[[ Raw data open ]]
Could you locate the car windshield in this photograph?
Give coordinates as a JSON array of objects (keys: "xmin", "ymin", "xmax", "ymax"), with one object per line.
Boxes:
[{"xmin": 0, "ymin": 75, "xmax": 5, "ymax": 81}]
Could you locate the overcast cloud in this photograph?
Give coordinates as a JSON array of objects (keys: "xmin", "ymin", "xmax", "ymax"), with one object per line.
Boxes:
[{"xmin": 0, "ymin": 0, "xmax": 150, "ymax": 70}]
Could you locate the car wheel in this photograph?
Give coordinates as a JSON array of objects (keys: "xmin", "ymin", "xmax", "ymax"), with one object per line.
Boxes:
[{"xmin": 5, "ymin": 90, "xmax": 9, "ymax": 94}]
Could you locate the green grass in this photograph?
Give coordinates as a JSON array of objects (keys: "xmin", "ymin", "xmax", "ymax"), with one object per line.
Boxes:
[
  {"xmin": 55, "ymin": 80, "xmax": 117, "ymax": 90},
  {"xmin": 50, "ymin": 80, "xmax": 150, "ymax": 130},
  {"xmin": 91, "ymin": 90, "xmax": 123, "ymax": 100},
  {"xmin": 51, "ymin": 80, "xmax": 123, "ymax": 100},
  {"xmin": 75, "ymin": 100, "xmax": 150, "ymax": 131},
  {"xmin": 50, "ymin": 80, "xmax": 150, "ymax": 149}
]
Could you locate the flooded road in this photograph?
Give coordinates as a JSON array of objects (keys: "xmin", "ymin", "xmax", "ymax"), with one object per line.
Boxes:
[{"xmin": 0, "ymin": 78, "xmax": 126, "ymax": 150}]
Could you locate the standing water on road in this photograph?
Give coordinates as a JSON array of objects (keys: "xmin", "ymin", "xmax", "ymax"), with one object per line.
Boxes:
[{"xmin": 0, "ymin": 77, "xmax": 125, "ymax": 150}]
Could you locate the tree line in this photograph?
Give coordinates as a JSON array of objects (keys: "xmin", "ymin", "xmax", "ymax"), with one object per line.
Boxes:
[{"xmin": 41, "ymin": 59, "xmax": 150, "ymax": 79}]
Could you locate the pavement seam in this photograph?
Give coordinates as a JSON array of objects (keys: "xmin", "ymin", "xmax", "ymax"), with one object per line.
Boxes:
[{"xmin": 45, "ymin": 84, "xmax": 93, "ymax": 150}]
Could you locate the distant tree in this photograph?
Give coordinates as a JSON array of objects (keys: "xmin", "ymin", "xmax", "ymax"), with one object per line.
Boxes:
[[ Raw data closed ]]
- [What is being asked]: Write all of the data above again, exactly as given.

- [Answer]:
Could you locate the car windshield in this photograph?
Give coordinates as a JSON array of objects (keys: "xmin", "ymin", "xmax", "ymax"), with one object per line.
Boxes:
[{"xmin": 0, "ymin": 75, "xmax": 5, "ymax": 81}]
Could you locate the overcast cloud in this photograph?
Give coordinates as a JSON array of objects (keys: "xmin", "ymin", "xmax", "ymax"), with one object per line.
Boxes:
[{"xmin": 0, "ymin": 0, "xmax": 150, "ymax": 70}]
Could you locate the car wheel in this photograph?
Give coordinates as a JSON array of objects (keys: "xmin", "ymin", "xmax", "ymax"), with one object per line.
Boxes:
[{"xmin": 5, "ymin": 90, "xmax": 9, "ymax": 94}]
Could you locate the green grass in this photograph?
Give coordinates as a JSON array of objects (keys: "xmin", "ymin", "xmax", "ymax"), with one object per line.
Boxes:
[
  {"xmin": 55, "ymin": 80, "xmax": 117, "ymax": 90},
  {"xmin": 50, "ymin": 80, "xmax": 150, "ymax": 130},
  {"xmin": 91, "ymin": 90, "xmax": 123, "ymax": 100},
  {"xmin": 51, "ymin": 80, "xmax": 123, "ymax": 100},
  {"xmin": 75, "ymin": 100, "xmax": 150, "ymax": 131},
  {"xmin": 50, "ymin": 80, "xmax": 150, "ymax": 149}
]
Could you locate the flooded road in this photograph?
Give coordinates as a JSON array of objects (keys: "xmin", "ymin", "xmax", "ymax"), with one object per line.
Boxes:
[{"xmin": 0, "ymin": 78, "xmax": 126, "ymax": 150}]
Could you locate the standing water on road in this photograph?
Give coordinates as a JSON array of objects (keys: "xmin", "ymin", "xmax", "ymax"), with one object per line.
Boxes:
[{"xmin": 0, "ymin": 77, "xmax": 125, "ymax": 150}]
Could you locate the tree line in this photograph?
Give coordinates as a JSON array of objects (keys: "xmin", "ymin", "xmax", "ymax"), with one object per line.
Boxes:
[{"xmin": 41, "ymin": 59, "xmax": 150, "ymax": 79}]
Could you locate the pavement seam in this photograph?
Give coordinates as a JSON array of objects (keys: "xmin", "ymin", "xmax", "ymax"), with one object per line.
Boxes:
[{"xmin": 45, "ymin": 84, "xmax": 93, "ymax": 150}]
Could you locate the distant tree in this photograph?
Give coordinates as a JSON array of objects (keys: "xmin", "ymin", "xmax", "ymax"), with one object per line.
Boxes:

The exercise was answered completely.